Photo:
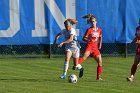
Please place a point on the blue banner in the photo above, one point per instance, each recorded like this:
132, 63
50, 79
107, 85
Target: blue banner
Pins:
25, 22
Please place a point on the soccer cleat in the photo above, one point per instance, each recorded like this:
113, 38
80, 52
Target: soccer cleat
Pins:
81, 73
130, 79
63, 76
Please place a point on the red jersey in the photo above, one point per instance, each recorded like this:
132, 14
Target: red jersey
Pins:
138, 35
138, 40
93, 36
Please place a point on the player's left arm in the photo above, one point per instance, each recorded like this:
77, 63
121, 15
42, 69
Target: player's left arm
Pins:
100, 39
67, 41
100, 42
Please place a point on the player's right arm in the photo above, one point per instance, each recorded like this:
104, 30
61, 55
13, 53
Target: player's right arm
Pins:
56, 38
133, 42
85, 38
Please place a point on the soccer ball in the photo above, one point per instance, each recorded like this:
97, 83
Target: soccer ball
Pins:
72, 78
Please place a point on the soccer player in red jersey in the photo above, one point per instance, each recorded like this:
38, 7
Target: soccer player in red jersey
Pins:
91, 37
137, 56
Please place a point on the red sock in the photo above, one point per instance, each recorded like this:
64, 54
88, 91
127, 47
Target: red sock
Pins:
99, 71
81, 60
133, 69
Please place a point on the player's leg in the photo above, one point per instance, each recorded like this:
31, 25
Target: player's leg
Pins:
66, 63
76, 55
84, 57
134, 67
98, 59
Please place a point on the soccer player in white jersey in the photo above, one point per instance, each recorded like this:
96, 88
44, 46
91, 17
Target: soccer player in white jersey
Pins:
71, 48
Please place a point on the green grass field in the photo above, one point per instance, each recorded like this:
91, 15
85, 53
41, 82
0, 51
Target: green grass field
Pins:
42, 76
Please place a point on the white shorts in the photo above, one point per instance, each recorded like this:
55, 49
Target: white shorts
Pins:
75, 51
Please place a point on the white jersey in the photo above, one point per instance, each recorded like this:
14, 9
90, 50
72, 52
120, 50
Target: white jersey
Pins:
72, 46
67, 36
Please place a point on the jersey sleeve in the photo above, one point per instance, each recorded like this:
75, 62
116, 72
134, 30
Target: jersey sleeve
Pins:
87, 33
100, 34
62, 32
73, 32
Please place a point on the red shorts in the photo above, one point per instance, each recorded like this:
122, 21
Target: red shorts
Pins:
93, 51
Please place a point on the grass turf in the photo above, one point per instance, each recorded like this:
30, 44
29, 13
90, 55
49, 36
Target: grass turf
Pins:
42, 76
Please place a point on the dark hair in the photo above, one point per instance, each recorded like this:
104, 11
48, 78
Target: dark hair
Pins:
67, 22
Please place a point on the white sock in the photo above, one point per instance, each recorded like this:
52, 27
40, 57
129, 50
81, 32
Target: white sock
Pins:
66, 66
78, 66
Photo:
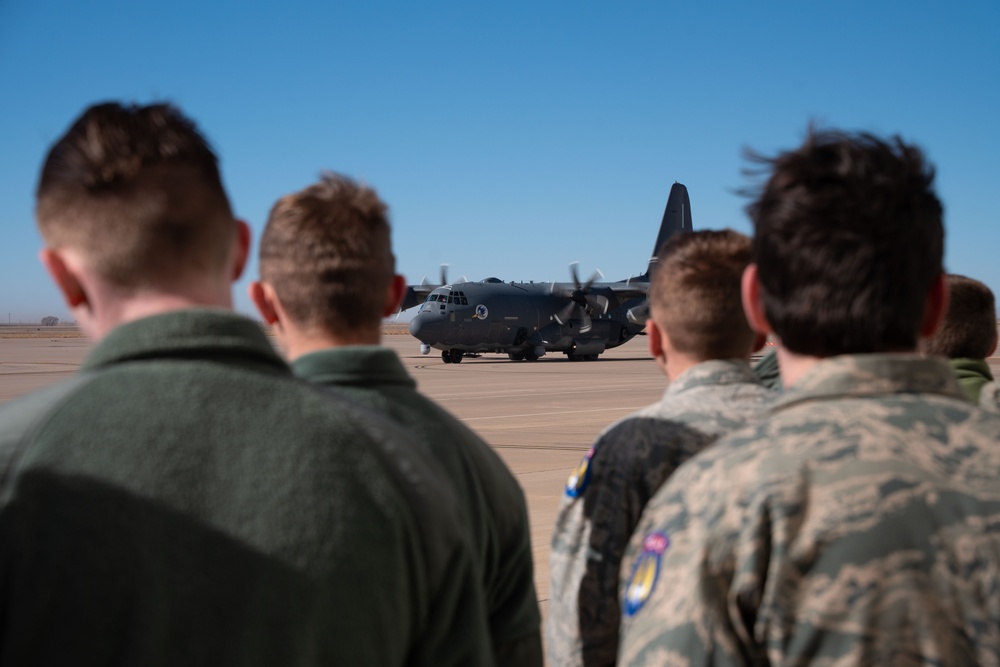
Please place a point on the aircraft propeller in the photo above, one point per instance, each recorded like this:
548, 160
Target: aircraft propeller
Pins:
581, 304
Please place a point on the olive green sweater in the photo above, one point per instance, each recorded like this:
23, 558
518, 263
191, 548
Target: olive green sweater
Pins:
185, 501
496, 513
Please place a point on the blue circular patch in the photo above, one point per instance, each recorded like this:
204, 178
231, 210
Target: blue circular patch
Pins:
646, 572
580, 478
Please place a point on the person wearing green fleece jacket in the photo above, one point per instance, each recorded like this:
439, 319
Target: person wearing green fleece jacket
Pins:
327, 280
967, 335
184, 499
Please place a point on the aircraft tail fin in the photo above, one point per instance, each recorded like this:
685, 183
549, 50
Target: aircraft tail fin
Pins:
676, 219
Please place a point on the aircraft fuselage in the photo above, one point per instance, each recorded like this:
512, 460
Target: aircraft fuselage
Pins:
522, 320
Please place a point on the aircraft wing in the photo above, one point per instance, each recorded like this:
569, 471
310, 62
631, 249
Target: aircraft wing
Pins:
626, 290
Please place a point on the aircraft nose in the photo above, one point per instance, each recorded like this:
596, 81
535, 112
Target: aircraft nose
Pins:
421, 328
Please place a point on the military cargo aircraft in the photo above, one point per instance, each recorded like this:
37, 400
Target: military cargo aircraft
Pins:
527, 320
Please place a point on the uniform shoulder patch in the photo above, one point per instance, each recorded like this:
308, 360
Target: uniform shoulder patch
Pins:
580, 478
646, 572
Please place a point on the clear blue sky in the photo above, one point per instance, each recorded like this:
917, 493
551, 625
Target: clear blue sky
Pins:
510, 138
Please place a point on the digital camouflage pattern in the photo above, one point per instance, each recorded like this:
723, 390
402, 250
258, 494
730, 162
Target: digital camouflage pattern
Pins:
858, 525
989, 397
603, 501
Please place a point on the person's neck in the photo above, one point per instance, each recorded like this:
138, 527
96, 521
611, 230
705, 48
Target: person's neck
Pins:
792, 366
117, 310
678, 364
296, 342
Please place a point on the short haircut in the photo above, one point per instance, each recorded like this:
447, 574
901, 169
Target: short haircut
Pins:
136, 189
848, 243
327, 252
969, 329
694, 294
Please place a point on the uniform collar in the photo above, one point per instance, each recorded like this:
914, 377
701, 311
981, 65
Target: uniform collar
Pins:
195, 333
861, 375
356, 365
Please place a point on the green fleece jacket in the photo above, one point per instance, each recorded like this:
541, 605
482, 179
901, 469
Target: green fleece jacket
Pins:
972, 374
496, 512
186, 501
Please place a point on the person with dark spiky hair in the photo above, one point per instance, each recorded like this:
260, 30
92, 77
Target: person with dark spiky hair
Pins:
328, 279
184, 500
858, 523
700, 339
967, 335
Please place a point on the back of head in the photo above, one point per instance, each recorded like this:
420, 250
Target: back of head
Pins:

---

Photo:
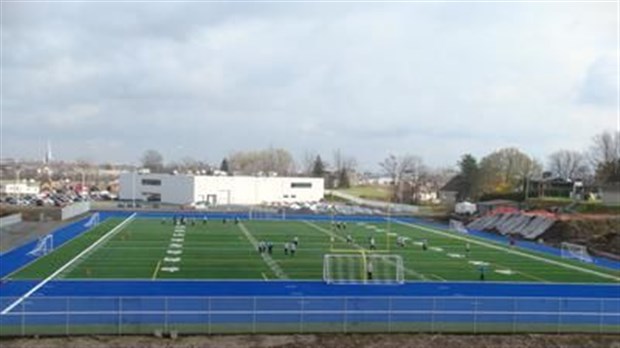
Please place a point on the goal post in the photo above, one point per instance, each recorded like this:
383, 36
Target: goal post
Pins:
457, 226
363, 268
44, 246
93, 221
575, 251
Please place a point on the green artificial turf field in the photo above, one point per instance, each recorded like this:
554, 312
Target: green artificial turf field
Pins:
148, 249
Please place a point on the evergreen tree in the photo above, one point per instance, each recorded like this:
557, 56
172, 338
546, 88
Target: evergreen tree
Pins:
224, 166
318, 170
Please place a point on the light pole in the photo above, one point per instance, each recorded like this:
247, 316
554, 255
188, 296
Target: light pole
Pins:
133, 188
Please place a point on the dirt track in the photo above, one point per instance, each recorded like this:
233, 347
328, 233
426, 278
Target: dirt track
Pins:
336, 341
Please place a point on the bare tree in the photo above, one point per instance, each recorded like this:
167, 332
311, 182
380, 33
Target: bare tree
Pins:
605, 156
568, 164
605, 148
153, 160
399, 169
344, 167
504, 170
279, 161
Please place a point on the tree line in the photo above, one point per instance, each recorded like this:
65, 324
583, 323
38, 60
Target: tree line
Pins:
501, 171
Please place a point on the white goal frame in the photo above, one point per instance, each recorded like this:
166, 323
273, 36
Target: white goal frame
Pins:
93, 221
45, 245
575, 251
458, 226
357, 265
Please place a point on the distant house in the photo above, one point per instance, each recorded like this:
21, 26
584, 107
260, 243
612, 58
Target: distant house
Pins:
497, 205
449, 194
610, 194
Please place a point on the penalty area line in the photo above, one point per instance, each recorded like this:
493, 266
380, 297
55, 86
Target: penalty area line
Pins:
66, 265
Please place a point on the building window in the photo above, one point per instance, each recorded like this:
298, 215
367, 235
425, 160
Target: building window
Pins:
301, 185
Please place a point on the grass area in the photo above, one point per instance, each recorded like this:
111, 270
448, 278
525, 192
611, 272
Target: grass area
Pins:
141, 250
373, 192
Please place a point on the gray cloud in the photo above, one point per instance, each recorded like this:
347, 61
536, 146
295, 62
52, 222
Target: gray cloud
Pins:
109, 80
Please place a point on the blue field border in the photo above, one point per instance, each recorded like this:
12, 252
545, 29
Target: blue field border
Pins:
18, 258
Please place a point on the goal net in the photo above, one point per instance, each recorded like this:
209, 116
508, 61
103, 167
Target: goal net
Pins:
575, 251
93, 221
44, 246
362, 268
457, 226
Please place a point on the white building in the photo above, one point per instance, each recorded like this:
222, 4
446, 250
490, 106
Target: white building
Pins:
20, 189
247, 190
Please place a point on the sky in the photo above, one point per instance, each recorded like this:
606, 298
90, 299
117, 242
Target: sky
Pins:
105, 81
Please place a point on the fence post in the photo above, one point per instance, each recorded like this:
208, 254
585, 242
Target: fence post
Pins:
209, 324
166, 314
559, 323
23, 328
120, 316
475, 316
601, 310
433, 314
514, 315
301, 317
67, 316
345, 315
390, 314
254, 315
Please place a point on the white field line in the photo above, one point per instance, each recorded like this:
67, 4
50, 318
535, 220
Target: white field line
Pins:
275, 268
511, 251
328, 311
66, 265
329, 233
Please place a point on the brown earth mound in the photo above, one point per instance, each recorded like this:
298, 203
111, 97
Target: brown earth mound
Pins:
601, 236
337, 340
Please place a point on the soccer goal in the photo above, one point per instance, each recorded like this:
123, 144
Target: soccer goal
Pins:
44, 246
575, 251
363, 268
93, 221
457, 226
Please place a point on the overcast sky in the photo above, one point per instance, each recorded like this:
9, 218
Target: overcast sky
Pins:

==

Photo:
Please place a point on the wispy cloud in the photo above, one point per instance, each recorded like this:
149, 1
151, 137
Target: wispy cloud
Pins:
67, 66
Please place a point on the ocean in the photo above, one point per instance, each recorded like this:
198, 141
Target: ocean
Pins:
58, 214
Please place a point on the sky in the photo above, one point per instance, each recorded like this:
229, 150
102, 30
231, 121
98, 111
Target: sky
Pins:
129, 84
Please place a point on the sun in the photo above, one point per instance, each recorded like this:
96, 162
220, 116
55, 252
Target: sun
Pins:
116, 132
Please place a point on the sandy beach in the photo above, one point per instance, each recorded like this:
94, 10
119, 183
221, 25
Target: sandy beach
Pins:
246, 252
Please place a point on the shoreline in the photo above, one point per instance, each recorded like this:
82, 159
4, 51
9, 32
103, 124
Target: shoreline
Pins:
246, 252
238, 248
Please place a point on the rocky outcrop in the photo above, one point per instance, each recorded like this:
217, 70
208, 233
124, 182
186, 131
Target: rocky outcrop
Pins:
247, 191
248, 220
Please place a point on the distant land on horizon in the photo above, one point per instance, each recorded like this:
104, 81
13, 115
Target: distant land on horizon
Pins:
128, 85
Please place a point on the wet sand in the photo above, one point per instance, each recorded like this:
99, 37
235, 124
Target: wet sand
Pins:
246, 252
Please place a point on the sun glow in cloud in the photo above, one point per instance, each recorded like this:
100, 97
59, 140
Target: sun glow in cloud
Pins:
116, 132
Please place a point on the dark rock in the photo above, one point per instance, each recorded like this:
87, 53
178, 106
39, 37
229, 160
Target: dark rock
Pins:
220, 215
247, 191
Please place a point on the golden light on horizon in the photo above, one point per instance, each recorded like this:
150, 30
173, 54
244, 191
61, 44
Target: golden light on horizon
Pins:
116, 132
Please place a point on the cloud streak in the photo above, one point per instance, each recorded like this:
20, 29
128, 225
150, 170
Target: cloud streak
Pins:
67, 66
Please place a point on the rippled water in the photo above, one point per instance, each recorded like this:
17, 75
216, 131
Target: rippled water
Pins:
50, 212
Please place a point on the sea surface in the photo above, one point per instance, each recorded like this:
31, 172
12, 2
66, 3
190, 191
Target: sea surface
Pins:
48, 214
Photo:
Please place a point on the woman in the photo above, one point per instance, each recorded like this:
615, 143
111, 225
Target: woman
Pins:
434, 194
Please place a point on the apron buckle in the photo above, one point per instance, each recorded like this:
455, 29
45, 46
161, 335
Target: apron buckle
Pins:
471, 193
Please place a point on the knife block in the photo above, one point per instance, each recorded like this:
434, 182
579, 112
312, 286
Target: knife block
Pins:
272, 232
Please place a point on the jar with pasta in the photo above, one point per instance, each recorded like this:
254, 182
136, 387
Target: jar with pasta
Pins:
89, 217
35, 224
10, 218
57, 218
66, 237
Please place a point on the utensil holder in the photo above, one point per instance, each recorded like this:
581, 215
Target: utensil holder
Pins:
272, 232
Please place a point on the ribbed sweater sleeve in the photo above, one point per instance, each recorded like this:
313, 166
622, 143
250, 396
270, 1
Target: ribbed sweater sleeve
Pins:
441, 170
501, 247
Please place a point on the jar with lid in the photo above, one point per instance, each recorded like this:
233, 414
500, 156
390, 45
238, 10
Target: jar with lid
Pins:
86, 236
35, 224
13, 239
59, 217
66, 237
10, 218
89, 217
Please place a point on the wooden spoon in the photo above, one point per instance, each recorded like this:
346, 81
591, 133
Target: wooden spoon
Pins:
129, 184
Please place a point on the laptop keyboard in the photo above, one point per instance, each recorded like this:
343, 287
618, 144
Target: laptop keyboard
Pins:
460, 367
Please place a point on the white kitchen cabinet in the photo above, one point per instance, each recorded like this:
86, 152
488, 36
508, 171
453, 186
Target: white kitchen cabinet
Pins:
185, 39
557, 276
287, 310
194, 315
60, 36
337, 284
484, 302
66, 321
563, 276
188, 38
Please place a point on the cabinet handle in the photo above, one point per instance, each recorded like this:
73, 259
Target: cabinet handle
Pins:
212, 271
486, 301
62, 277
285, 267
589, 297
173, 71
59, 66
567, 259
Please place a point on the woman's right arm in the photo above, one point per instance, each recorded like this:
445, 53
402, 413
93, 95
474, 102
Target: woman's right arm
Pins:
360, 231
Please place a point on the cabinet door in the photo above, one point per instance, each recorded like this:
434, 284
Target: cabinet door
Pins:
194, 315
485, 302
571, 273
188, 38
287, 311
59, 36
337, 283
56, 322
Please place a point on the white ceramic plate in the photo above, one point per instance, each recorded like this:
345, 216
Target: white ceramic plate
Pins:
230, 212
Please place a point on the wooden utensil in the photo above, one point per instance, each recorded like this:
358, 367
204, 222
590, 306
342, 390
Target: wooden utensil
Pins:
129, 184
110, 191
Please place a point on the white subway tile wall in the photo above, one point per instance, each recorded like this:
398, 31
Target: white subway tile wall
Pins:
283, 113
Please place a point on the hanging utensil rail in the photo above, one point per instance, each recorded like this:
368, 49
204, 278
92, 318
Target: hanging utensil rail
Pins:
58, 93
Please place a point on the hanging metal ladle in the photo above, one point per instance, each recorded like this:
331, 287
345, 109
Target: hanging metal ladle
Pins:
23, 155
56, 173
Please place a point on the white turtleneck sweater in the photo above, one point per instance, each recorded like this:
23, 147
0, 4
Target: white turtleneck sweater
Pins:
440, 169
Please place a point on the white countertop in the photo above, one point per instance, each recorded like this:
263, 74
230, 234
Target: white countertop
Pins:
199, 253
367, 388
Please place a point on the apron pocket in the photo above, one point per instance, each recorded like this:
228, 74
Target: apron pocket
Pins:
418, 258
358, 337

To do: Find each line in the listing that contains the word "pocket" and copy those lines out.

Solution for this exercise:
Please place a point on the apron pocket in the photo above, one point per instance, each recorded like this:
Target: apron pocket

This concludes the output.